*COMPITO DA SVOLGERE*.
Scrivi il seguito della riflessione sull'emergenza riportata qui sotto, riprendendo subito dopo la sua ultima frase.

*SEGMENTO DEL DOCUMENTO*.
Che cosa cambierà dopo che questa emergenza avrà fatto trattenere il respiro al mondo e respirare la terra? Tutto come prima? Non credo. Carl G. Jung scriveva: “Gli Dei sono diventati malattie” e viene da pensare che siano tornati giusto per ammonirci, per normare le cose quando non siamo più in grado di farlo. In quanto sintomi, andrebbero ascoltati, potrebbero rivelarci delle sorprese. Quando tutto sembrava perduto, l’umanità sembrava correre verso il precipizio e niente sembrava potesse fermarla, ecco che all’improvviso, un’infezione blocca tutto, ci arresta, letteralmente, nelle nostre case, ci fa riflettere, o almeno, ci restituisce il tempo di farlo.

*MATERIALE FORNITO*.
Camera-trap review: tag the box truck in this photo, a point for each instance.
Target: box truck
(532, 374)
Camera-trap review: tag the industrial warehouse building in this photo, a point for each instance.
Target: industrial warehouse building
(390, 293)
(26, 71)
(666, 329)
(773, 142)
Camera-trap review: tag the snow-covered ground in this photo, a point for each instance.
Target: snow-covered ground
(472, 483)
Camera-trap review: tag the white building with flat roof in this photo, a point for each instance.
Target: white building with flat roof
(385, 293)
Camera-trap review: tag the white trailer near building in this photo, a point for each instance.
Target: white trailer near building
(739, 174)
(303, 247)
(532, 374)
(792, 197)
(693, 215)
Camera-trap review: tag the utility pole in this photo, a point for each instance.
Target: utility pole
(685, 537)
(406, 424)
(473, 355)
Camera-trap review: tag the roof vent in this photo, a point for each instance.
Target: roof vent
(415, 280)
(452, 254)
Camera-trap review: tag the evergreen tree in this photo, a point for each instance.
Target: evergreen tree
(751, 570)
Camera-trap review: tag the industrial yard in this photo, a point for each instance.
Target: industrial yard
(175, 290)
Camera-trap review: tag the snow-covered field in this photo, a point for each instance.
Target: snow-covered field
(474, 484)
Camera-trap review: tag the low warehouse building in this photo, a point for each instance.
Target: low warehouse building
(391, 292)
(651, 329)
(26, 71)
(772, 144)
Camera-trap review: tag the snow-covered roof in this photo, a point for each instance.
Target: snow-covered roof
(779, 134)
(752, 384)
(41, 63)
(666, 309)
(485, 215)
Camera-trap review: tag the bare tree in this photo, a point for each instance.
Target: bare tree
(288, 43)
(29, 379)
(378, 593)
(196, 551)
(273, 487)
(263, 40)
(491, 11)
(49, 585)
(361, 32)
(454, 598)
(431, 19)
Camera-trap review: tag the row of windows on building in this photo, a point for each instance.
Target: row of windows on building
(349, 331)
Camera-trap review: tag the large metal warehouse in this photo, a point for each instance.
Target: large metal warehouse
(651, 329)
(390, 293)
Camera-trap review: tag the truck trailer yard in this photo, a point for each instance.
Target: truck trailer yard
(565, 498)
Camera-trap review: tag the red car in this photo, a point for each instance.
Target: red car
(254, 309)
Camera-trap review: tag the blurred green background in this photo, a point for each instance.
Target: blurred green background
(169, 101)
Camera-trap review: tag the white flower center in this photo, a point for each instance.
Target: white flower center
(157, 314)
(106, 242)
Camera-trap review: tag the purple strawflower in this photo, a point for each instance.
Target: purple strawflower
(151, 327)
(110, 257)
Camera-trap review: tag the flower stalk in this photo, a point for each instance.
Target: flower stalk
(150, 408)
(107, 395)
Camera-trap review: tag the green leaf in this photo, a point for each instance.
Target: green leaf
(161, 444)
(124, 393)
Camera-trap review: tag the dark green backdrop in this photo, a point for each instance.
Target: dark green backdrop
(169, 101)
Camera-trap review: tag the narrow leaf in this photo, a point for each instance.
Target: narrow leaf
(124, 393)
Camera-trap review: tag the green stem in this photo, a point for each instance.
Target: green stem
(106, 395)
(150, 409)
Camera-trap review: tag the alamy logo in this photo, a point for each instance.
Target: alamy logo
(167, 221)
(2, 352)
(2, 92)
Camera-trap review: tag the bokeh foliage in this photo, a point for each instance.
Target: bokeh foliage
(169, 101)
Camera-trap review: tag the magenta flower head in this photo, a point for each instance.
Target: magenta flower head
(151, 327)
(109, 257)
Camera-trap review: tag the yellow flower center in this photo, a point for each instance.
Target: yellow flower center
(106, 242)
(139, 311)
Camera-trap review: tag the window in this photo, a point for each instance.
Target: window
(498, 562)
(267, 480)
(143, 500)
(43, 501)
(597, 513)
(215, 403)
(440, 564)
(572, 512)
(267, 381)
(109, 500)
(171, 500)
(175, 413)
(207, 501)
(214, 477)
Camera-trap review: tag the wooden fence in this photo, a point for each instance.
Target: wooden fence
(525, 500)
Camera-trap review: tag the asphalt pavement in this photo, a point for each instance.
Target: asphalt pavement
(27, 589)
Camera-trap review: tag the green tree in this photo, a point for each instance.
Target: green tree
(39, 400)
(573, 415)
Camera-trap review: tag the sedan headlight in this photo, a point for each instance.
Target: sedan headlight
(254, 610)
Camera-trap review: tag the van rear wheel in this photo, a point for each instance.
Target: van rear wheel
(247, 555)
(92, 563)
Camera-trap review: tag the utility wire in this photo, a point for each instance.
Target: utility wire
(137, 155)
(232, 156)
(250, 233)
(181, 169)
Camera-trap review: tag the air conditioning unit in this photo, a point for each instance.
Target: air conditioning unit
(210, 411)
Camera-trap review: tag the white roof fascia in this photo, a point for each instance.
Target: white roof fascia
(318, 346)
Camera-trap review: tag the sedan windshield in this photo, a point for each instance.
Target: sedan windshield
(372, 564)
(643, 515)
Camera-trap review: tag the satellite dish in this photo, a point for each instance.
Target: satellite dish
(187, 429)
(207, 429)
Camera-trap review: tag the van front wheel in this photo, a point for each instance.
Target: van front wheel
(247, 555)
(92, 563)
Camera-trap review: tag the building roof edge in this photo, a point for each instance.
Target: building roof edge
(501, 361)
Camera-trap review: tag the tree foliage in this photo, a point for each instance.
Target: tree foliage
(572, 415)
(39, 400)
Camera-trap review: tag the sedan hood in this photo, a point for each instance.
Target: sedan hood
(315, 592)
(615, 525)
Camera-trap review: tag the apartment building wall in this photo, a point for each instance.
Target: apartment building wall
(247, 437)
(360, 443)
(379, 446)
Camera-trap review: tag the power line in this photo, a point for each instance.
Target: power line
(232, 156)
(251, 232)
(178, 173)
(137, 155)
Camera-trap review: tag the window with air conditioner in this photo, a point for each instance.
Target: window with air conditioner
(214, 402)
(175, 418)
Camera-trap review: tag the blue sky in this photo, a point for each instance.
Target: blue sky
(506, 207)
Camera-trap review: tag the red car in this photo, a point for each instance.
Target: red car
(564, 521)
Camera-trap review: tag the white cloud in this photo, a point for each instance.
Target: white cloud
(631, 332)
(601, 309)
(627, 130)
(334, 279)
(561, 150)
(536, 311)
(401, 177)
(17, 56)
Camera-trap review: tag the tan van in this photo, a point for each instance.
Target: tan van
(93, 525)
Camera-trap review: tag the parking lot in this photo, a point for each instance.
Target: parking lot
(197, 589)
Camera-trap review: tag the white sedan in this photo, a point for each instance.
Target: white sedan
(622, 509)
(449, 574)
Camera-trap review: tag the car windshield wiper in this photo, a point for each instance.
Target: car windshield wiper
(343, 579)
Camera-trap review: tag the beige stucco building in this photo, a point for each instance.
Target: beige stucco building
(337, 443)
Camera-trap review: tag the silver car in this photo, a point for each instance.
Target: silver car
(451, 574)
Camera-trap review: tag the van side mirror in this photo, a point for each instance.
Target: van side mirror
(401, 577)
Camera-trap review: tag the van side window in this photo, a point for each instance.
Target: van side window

*RISPOSTA*.
Il tempo, fosse questo il dono? Il tempo che abbiamo così accelerato al punto da avere fatto ammalare perfino lo spazio? Ora, in questi giorni di quarantena prolungata, confinati nelle nostre case, ci viene restituito nella sua originaria funzione: quella di scandire il ritmo lento della nostra biologia. Ora, quando tutto questo sarà passato e l’emergenza sarà rientrata, il mondo dell’arte si troverà di fronte la scelta: affrontare la crisi, cioè cambiare radicalmente, cogliendo i sintomi di malessere di un intero sistema, o reiterare i consueti comportamenti, navigando a vista e fare da specchio al mondo piuttosto che generarlo.
A riguardo, mi viene da pensare al nostro Eduardo de Filippo quando gli parlavano della crisi del teatro e lui rispondeva piccato: “No, non c’è crisi del teatro, c’è confusione. Perché quando c’è la crisi non mangia nessuno, quando c’è confusione, mangiano tutti”. E qui sta il problema. Speriamo bene».